**Stated goal**
Could you convert the stretch of the records from the line containing "Practice. Annotate every instance of the wooden wall" through the line containing "x=345 y=264", both ends included, into a JSON list of strings with one string per line and blank lines left out?

— Start —

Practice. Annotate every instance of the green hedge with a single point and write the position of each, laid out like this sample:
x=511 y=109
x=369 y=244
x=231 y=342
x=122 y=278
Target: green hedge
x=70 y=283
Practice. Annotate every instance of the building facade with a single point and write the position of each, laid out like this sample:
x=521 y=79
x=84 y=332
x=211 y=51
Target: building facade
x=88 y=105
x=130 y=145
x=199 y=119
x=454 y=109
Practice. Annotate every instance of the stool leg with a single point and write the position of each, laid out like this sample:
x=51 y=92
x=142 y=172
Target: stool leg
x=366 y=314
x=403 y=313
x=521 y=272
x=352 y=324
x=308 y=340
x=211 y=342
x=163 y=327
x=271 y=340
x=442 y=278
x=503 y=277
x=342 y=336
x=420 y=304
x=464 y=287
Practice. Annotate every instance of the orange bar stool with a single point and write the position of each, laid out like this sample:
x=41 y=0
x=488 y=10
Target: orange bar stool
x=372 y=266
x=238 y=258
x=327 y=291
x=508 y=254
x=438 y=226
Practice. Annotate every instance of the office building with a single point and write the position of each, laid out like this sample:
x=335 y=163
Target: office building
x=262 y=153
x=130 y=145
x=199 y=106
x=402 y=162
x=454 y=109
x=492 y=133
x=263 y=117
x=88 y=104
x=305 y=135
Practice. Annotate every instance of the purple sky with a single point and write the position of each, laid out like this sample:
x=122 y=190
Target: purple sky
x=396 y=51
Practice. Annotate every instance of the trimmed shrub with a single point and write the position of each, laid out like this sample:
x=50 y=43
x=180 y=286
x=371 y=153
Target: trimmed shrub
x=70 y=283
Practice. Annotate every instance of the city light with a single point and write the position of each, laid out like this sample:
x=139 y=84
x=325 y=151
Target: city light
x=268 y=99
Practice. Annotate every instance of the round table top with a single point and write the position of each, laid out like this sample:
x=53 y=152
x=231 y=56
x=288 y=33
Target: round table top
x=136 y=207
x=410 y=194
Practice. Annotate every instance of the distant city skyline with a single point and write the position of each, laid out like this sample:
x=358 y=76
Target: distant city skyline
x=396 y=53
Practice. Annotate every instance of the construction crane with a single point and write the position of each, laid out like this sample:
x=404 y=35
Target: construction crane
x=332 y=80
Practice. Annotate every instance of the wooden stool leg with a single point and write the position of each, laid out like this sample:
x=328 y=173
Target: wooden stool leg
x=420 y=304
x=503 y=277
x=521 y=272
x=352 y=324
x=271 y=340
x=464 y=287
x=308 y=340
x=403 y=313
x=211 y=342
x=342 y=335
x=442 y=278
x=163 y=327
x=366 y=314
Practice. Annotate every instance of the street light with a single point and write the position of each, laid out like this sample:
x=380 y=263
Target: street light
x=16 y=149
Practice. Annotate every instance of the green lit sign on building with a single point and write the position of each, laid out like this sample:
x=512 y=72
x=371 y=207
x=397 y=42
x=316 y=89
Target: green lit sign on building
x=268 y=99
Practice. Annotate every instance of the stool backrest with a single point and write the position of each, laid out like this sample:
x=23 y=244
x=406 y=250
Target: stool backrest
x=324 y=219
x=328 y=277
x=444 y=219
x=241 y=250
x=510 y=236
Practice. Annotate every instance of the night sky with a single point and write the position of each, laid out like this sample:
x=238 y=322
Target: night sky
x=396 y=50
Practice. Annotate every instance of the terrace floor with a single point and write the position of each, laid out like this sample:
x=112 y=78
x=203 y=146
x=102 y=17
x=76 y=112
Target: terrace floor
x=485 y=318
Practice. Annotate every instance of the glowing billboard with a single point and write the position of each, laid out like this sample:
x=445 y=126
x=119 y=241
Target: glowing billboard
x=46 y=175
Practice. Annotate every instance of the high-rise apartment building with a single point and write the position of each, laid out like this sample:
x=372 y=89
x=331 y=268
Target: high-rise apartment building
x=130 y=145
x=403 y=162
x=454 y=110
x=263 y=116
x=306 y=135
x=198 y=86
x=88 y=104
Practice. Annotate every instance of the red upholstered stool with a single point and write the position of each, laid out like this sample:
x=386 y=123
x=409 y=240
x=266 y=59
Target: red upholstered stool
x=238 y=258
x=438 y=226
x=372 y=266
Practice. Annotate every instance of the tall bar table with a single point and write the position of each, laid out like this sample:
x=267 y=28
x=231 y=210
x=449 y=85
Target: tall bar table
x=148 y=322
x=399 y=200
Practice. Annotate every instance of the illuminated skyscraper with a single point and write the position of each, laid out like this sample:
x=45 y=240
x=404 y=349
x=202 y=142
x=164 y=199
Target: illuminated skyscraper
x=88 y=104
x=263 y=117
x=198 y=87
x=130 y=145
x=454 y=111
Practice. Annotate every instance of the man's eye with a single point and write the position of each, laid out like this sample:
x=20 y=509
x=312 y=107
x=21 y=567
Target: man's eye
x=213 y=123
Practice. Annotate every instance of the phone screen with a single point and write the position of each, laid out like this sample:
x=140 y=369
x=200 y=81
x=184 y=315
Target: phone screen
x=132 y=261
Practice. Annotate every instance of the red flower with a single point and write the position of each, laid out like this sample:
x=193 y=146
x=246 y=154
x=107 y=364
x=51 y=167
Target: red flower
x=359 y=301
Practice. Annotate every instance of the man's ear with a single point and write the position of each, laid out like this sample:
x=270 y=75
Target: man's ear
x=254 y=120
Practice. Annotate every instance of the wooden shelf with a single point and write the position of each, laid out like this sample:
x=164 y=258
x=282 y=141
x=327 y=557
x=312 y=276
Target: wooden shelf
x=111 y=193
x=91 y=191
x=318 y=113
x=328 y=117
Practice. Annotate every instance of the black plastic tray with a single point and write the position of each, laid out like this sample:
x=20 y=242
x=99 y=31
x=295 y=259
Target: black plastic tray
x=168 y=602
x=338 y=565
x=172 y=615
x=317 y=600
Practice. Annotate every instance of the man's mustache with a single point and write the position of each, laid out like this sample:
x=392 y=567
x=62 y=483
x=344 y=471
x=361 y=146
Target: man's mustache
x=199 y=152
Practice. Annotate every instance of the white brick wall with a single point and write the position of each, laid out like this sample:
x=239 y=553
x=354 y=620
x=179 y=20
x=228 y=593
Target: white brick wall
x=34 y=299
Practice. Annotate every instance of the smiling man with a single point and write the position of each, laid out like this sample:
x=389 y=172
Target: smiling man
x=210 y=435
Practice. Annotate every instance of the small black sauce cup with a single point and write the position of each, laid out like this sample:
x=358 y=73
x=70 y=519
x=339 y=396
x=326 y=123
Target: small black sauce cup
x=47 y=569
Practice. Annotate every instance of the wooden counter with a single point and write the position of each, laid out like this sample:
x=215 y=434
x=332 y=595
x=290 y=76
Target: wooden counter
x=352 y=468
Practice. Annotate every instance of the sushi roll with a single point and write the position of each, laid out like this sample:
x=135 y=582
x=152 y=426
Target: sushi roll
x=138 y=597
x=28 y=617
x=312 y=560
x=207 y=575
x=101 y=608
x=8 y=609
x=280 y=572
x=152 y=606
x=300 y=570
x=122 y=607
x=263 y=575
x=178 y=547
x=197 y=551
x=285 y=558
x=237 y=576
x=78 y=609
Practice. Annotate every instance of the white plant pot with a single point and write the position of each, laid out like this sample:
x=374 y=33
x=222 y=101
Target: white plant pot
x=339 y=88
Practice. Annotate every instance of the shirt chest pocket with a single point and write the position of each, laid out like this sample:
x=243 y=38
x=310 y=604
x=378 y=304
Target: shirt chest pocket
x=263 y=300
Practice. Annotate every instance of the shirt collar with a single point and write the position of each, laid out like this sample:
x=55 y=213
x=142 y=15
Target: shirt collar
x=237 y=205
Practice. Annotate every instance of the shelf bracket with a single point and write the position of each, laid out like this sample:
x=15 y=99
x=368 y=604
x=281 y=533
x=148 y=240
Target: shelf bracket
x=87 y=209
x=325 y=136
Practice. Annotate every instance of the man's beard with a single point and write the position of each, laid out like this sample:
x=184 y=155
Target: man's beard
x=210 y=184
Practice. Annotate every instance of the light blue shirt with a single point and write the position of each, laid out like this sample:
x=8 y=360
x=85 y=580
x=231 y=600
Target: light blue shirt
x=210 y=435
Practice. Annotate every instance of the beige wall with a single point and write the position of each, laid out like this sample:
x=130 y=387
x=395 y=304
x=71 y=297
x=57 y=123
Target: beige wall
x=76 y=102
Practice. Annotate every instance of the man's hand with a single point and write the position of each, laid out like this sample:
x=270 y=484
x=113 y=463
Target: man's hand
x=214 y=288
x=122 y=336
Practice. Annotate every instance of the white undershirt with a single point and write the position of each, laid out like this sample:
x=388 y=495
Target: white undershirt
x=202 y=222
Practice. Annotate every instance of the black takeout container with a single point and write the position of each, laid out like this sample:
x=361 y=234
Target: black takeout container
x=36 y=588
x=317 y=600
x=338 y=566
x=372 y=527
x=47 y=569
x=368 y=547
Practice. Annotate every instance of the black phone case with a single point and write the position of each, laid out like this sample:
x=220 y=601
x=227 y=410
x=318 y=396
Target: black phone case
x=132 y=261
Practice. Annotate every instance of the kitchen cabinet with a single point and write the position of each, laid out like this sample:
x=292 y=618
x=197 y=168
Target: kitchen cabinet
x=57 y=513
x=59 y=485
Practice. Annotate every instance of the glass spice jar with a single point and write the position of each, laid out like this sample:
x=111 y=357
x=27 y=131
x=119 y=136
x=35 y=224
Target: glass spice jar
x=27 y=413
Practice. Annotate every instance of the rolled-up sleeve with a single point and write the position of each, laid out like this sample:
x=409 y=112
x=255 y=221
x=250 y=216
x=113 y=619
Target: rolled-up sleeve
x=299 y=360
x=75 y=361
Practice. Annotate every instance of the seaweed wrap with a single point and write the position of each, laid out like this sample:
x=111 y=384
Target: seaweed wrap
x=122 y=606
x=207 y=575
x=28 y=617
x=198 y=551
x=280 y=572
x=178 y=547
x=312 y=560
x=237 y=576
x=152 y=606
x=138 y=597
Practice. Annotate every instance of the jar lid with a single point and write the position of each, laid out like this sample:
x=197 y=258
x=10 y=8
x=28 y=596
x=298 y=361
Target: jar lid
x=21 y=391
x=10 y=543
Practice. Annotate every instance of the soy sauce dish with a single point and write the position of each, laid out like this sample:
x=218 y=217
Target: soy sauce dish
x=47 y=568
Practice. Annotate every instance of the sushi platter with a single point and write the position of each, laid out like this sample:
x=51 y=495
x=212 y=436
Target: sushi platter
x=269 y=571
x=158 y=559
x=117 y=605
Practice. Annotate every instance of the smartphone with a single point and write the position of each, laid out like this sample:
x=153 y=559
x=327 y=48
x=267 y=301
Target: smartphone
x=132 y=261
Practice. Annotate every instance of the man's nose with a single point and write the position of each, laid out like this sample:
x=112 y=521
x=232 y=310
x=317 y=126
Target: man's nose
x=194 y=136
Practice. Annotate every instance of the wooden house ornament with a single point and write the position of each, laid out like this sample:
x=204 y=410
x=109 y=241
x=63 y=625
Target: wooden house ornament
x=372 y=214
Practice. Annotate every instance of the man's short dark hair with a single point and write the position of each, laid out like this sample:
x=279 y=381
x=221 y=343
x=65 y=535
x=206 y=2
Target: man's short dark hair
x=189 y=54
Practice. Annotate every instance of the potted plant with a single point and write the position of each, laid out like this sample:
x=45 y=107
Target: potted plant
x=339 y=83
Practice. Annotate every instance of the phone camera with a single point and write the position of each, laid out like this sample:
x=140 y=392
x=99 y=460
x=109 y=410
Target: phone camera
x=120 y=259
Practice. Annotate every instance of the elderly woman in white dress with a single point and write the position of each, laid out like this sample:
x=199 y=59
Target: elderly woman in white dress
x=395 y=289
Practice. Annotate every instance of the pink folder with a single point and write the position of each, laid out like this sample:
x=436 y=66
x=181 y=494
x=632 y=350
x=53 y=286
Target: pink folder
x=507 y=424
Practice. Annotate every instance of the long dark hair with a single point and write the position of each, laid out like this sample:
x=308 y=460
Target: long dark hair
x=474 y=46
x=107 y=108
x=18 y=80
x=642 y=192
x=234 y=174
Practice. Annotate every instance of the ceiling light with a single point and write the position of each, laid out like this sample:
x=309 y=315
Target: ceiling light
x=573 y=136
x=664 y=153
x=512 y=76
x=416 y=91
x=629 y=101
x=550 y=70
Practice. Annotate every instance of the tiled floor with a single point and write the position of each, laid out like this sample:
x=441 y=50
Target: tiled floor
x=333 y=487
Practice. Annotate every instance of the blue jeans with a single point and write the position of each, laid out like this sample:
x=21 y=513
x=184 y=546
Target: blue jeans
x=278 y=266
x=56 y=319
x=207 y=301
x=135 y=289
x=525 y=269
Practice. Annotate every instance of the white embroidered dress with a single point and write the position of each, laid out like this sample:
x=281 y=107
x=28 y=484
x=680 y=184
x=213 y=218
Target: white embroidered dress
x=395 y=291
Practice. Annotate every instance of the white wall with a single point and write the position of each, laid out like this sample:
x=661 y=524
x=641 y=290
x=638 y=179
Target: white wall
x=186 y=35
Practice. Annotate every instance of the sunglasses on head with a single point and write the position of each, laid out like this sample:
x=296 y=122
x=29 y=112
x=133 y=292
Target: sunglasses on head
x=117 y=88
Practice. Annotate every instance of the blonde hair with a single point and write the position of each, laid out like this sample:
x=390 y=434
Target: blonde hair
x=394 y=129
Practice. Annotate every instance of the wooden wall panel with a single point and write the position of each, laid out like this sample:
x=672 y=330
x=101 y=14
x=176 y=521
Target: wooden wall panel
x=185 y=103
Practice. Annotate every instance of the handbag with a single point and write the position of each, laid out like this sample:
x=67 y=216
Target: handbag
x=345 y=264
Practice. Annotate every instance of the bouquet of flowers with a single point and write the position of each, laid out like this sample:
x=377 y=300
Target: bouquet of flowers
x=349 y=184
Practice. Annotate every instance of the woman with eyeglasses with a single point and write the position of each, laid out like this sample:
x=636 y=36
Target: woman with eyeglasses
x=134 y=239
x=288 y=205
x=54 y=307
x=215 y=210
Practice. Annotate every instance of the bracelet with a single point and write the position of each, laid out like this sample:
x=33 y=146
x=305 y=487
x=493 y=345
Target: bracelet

— End —

**The output**
[
  "Practice. Annotate every instance of the wooden wall panel with a single point and write the position of each, laid out like this sample:",
  "x=672 y=330",
  "x=101 y=14",
  "x=176 y=521",
  "Target: wooden wall panel",
  "x=185 y=103",
  "Practice. Annotate every instance of the handbag with a single point and write the position of each, laid out like this sample:",
  "x=67 y=216",
  "Target: handbag",
  "x=345 y=264"
]